Segundo Haddad, é a primeira vez que uma pesquisa sugere a conexão entre chuvas vindas da Amazônia e espécies da mata atlântica.
Os rios voadores nascem no oceano Atlântico tropical, carregando umidade para a Amazônia. Parte dessa umidade cai em forma de chuva, outra é devolvida à atmosfera pela transpiração da floresta, em forma de vapor (8,4 trilhões de m3 por ano). É um volume 20% maior que a vazão do rio Amazonas (6,6 trilhões de m3), diz Philip Fearnside (Inpa), um dos autores da pesquisa.
Uma parte do vapor volta a se converter em chuvas, formando um ciclo hidrológico amazônico, e a outra viajará para regiões vizinhas. O poderoso e complexo ciclo hidrológico sustentado pela Amazônia regula o clima de todo continente -um mecanismo descoberto pelo agrônomo Enéas Salati, em 1979.
Os pesquisadores detectaram diminuição dos coaxos dos machos (canto para atrair fêmeas) nos períodos com menos chuvas vindas da Amazônia. Em 2014, a seca foi tão intensa que nenhum animal foi ouvido pela equipe. Não houve reprodução naquele ano e sua população diminuiu nos anos seguintes, até 2016. “Ela [a espécie] está quase desaparecendo”, diz Ferrante.
Resultados similares foram encontrados para outras 20 espécies de anfíbios da região, conta também o pesquisador. Ele ressalta que os anfíbios controlam pragas agrícolas, vetores de doenças e são um elo muito importante nos ecossistemas.
As rãs encontradas nas florestas mais secas e quentes (Areado e Campinas) tinham membranas entre os dedos dos pés encurtadas (fímbria), adaptadas para nadar em riachos com fluxos de água reduzidos. Os autores sugerem que as oscilações climáticas contribuíram para seleção dessas características.
Haddad tem outra visão, porém. Ele acredita que não houve tempo suficiente, em termos evolutivos, para que variações climáticas modernas selecionassem tais características. “Parecem ser adaptações que ocorreram ao longo de milhares de gerações”, afirma.
A rã Hylodes sazimai é uma das 1.080 espécies de anfíbios exclusivas do Brasil, segundo levantamento realizado em 2018. Destas, 41 correm risco de extinção, das quais 90% são nativas da mata atlântica. A perereca-das-folhagens (Phrynomedusa fimbriata), descoberta em Santo André, em 1923, foi extinta.
Extinções súbitas por razões climáticas foram observadas na Costa Rica ainda na década de 1980, incluindo o abundante sapo-dourado (Bufo periglenes), descoberto em 1965, visto pela última vez em 1987.

▶ [CONJUNTO DE TAREFAS]
a. Devolva, sem mudar nada, o trecho do texto sobre chuvas da Amazônia e anfíbios que começa nas palavras "Os rios voadores" e termina depois de "autores da pesquisa.".
b. Passe para o inglês esta frase do texto sobre chuvas da Amazônia e anfíbios: "Em 2014, a seca foi tão intensa que nenhum animal foi ouvido pela equipe."
c. Responda com base no texto sobre chuvas da Amazônia e anfíbios:
(i) Em que ano Enéas Salati descobriu o mecanismo do ciclo hidrológico que regula o clima do continente?
(ii) Quantas espécies de anfíbios exclusivas do Brasil foram contadas no levantamento de 2018?
(iii) Em que ano o sapo-dourado foi visto pela última vez?

▶ [REGISTROS DE DADOS]
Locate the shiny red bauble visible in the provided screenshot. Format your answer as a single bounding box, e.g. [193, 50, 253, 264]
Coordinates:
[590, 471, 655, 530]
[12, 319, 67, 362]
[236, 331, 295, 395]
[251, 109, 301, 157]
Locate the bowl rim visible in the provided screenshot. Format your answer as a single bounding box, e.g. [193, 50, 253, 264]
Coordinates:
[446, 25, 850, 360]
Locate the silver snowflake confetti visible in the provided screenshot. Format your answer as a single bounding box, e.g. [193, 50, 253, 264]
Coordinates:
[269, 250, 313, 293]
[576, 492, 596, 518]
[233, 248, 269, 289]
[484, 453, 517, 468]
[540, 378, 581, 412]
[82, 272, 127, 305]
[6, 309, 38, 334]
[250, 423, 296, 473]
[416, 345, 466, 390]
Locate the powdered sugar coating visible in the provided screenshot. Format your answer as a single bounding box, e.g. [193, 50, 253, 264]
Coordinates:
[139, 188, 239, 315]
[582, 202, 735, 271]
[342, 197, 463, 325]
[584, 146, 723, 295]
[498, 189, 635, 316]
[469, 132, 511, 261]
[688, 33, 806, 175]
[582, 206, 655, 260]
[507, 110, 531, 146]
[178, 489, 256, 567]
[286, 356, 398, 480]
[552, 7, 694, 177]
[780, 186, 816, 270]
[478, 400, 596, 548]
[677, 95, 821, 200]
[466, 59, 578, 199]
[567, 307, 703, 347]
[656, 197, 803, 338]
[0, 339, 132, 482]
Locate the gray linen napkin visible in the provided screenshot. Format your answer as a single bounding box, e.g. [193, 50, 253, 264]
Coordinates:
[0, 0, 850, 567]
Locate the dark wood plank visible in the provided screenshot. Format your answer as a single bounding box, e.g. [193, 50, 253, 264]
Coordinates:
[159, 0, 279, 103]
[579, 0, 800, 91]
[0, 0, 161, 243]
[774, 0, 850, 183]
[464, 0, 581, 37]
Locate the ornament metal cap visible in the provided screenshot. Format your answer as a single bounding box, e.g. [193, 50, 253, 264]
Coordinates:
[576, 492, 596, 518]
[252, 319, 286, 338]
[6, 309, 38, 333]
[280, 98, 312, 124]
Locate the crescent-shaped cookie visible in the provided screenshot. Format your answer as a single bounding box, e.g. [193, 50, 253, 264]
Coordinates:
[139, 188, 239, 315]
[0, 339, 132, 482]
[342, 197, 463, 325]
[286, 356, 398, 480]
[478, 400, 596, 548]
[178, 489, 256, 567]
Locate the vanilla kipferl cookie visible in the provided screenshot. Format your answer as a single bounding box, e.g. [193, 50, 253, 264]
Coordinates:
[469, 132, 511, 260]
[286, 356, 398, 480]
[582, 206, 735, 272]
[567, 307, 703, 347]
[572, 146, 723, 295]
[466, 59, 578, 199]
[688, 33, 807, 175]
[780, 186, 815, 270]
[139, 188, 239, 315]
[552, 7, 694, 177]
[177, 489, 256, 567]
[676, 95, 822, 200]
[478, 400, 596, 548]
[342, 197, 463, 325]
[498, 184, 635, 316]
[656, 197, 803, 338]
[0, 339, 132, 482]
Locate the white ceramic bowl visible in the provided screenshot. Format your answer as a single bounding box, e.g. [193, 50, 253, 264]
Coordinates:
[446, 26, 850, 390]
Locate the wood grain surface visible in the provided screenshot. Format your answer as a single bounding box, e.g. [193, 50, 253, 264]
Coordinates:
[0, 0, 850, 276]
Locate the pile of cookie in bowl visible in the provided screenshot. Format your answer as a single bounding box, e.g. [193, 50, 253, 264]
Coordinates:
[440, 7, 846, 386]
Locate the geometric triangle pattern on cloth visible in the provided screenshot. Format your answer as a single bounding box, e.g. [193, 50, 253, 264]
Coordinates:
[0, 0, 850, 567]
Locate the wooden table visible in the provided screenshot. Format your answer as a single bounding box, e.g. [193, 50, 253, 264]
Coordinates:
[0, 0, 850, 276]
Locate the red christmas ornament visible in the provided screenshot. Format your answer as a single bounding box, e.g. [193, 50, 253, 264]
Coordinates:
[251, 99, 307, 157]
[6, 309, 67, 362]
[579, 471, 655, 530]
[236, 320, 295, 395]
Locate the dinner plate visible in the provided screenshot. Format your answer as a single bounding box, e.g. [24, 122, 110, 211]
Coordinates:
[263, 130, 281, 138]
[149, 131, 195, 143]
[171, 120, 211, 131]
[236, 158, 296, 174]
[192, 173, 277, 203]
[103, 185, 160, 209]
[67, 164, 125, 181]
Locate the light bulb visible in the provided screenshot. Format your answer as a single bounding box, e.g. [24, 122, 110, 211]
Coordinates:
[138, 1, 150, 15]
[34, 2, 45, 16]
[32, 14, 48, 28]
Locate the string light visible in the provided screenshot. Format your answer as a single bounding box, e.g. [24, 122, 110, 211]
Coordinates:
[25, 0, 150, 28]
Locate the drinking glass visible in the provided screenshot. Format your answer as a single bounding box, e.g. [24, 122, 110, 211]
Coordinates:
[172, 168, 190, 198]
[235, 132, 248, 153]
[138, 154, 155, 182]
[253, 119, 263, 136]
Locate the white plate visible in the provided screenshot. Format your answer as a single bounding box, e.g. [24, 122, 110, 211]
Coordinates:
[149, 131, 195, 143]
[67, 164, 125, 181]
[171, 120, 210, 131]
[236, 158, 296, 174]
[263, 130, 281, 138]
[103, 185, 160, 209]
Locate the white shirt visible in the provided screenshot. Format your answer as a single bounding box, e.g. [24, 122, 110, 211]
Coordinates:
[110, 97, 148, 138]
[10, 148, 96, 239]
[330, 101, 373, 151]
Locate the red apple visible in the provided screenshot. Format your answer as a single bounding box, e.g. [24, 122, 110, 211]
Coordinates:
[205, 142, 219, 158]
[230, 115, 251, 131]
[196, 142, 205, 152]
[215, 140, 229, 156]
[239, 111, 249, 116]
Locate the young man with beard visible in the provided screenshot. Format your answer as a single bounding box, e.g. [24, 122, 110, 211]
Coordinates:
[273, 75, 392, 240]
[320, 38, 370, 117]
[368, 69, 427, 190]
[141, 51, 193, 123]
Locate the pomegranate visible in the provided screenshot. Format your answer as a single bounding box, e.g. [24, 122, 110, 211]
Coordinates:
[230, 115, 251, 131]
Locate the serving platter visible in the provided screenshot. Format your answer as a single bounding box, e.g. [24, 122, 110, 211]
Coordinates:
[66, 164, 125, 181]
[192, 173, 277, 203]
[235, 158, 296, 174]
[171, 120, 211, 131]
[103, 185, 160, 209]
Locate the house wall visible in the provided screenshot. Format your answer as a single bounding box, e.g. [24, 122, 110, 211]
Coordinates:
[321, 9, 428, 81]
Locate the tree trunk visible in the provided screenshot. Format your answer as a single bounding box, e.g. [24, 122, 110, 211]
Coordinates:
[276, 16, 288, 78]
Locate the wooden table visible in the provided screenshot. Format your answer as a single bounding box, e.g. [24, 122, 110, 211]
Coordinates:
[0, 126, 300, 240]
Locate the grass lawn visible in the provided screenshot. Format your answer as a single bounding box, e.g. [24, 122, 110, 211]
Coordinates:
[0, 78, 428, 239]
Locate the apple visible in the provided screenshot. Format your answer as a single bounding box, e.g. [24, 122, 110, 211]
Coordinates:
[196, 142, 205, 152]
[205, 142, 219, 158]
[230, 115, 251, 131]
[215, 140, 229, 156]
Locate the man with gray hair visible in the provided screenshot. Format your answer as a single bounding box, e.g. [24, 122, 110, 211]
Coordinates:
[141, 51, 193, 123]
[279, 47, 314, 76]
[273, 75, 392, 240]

▶ [RESPOSTAS DAS TAREFAS]
a.
Os rios voadores nascem no oceano Atlântico tropical, carregando umidade para a Amazônia. Parte dessa umidade cai em forma de chuva, outra é devolvida à atmosfera pela transpiração da floresta, em forma de vapor (8,4 trilhões de m3 por ano). É um volume 20% maior que a vazão do rio Amazonas (6,6 trilhões de m3), diz Philip Fearnside (Inpa), um dos autores da pesquisa.

b. In 2014, the drought was so severe that no animal was heard by the team.

c.
(i) Em 1979.
(ii) 1.080 espécies.
(iii) Em 1987.